> Work to complete
Repeat the records below exactly as they appear.

> Records for this task

++++++

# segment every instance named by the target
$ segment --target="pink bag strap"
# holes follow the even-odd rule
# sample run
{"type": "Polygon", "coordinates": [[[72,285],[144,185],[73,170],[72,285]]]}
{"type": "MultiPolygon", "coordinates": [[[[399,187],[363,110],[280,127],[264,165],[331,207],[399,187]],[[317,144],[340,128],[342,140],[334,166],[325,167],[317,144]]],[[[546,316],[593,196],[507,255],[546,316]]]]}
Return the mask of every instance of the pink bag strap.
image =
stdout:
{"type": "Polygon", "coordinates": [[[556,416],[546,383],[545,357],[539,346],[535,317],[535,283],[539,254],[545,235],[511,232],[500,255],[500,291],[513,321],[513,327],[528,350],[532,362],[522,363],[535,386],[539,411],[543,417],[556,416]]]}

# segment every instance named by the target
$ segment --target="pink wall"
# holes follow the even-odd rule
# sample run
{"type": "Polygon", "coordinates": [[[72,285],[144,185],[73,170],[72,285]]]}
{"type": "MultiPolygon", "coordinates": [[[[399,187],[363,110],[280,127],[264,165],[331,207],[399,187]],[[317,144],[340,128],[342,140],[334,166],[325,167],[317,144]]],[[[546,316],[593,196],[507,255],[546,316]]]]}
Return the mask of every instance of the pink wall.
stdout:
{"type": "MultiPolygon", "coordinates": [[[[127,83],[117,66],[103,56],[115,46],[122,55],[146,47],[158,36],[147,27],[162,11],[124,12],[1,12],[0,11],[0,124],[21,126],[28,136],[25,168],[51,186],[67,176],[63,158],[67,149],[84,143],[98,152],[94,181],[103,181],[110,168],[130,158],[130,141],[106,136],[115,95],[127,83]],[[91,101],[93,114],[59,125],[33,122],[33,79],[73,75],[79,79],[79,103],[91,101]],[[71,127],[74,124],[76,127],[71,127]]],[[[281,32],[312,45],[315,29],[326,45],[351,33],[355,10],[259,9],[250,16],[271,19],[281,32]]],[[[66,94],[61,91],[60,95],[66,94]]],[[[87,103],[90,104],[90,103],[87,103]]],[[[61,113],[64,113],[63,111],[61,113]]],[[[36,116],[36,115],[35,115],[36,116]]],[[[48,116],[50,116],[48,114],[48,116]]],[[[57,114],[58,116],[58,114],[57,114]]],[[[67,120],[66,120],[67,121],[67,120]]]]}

++++++

> Correct response
# segment every instance named by the target
$ segment --target="pink bag strap"
# holes follow the even-odd rule
# sample run
{"type": "Polygon", "coordinates": [[[72,285],[144,185],[73,170],[72,285]]]}
{"type": "MultiPolygon", "coordinates": [[[[399,187],[363,110],[280,127],[264,165],[331,207],[399,187]],[[317,144],[340,128],[342,140],[334,166],[325,167],[317,144]]],[[[546,316],[593,196],[507,255],[546,316]]]]}
Return the mask of every instance of the pink bag strap.
image =
stdout:
{"type": "Polygon", "coordinates": [[[556,416],[546,383],[545,357],[539,346],[535,317],[535,283],[539,254],[545,235],[511,232],[500,255],[500,291],[513,321],[513,327],[528,350],[532,362],[522,363],[535,386],[539,411],[543,417],[556,416]]]}

# segment every instance named by the target
$ segment --target="pink wall"
# holes follow the even-odd rule
# sample run
{"type": "Polygon", "coordinates": [[[72,285],[144,185],[73,170],[72,285]]]}
{"type": "MultiPolygon", "coordinates": [[[[399,187],[363,110],[280,127],[264,165],[331,207],[399,187]],[[317,144],[340,128],[342,140],[334,166],[325,167],[317,144]]],[[[546,316],[593,196],[507,255],[546,316]]]]}
Return the mask of every instance of the pink wall.
stdout:
{"type": "MultiPolygon", "coordinates": [[[[127,83],[117,66],[103,56],[115,46],[122,55],[146,47],[158,36],[147,27],[162,11],[124,12],[1,12],[0,11],[0,124],[21,126],[28,136],[25,168],[51,186],[67,176],[63,158],[67,149],[84,143],[98,152],[94,181],[103,181],[110,168],[130,158],[130,141],[106,136],[115,95],[127,83]],[[91,101],[93,114],[59,125],[33,122],[33,79],[73,75],[79,79],[79,103],[91,101]],[[71,127],[74,124],[76,127],[71,127]]],[[[281,32],[312,45],[315,29],[326,45],[351,33],[355,10],[259,9],[250,16],[271,19],[281,32]]],[[[66,94],[61,91],[60,95],[66,94]]],[[[87,103],[90,104],[90,103],[87,103]]],[[[61,113],[64,113],[63,111],[61,113]]],[[[36,116],[36,115],[35,115],[36,116]]],[[[48,116],[50,116],[48,114],[48,116]]],[[[57,114],[58,116],[58,114],[57,114]]],[[[67,120],[66,120],[67,121],[67,120]]]]}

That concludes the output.